** Description of the task **
In the records below, find the line with "[ ] identify the tree canopy, one" and the line with "[ ] identify the forest"; return exactly those lines and every line between them.

Stored data entries:
++++

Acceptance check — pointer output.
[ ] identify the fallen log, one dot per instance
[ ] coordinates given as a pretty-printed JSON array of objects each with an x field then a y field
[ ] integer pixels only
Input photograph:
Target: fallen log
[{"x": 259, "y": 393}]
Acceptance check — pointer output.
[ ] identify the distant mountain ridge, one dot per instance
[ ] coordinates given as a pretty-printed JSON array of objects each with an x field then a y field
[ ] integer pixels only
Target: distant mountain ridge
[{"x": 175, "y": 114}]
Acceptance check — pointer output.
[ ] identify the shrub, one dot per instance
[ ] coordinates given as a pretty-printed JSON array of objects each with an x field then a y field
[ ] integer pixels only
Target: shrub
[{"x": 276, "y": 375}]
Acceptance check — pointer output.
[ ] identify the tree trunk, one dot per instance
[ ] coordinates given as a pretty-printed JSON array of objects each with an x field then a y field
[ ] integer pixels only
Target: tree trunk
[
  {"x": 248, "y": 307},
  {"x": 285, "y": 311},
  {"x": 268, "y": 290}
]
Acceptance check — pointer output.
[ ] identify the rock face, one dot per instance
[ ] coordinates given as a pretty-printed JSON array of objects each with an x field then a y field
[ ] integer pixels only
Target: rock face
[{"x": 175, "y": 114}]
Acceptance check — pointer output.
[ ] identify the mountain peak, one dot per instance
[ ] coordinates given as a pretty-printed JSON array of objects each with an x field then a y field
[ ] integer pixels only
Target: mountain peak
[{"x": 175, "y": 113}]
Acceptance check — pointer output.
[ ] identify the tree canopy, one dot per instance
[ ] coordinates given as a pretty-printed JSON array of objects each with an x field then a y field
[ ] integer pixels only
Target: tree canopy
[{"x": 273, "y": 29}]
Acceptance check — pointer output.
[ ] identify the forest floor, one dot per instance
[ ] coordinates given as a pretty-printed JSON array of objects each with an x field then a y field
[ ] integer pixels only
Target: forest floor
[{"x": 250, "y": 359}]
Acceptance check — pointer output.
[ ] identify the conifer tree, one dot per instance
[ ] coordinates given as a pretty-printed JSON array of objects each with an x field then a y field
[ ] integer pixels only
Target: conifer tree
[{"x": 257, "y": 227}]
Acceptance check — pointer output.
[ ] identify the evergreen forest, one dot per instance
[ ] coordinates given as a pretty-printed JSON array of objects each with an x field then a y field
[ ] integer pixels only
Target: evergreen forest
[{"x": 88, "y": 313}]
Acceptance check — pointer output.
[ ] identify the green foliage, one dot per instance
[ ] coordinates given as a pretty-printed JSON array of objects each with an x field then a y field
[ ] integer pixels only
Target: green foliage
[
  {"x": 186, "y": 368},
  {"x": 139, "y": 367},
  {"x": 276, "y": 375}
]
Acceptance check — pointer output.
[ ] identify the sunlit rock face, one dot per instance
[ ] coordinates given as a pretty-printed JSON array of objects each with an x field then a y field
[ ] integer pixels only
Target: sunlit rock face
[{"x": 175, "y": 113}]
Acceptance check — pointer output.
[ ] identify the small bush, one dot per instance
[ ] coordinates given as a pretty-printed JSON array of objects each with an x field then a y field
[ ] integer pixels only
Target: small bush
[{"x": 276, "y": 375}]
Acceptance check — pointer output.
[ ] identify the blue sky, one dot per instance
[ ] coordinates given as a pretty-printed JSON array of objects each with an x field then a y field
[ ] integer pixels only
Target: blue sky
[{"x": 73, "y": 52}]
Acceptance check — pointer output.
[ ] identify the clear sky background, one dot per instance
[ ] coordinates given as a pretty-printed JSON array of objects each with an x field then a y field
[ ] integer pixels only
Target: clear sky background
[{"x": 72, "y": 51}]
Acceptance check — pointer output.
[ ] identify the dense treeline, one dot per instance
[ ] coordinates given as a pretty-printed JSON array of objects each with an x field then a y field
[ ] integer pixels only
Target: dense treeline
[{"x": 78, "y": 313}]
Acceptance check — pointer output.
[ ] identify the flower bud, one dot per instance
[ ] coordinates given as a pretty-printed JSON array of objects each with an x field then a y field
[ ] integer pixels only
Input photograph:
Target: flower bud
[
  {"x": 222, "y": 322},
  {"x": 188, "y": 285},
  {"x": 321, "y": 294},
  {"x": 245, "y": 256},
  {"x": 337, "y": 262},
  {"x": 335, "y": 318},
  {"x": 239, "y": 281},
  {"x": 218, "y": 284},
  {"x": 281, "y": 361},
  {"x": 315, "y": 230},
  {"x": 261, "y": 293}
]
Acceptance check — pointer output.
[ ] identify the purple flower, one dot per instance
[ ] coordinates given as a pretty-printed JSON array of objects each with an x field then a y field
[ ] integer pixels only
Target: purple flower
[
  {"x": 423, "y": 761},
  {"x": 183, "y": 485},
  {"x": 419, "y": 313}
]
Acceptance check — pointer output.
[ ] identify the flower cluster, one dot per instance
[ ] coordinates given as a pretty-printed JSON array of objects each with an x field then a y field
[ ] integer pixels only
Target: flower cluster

++++

** Answer to this problem **
[ ] identify the tree canopy, one dot per instance
[ ] coordinates given as a pretty-printed JSON array of objects each with an x field then a y field
[ ] integer pixels only
Target: tree canopy
[{"x": 273, "y": 29}]
Acceptance check — pointer output.
[ ] identify the forest floor, one dot per instance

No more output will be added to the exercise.